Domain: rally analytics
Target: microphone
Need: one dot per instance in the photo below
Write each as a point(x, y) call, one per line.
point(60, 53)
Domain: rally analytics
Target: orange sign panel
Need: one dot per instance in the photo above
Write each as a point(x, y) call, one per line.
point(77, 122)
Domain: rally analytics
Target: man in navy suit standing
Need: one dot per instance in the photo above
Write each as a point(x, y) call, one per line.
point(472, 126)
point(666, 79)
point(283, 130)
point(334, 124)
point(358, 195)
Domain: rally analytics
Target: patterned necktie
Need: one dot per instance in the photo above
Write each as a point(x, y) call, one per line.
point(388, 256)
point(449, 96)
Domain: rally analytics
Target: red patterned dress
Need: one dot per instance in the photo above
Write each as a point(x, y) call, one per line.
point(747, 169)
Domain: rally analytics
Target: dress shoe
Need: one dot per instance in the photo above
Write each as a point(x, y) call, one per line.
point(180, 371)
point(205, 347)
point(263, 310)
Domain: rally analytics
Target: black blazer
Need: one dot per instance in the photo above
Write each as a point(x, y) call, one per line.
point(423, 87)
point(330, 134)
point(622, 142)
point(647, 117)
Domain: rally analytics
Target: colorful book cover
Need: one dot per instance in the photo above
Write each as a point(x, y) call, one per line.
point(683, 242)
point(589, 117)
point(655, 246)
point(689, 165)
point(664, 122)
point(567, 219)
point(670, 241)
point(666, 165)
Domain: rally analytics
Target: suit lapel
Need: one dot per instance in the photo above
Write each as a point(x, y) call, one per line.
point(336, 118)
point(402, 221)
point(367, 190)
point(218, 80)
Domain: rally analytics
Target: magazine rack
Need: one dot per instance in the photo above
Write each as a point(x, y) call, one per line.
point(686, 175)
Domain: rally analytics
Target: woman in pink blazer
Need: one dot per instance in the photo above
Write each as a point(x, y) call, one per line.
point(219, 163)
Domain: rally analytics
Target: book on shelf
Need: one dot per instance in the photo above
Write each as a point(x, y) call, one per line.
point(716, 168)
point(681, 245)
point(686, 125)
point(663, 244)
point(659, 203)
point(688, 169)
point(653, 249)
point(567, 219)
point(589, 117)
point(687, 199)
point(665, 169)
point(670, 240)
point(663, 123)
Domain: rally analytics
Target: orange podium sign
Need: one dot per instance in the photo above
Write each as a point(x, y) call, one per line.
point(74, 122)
****
Brief ▸
Gather every line from the items above that contains the word "orange". Case counts.

Expected answer ▸
Target: orange sign panel
Target: orange podium sign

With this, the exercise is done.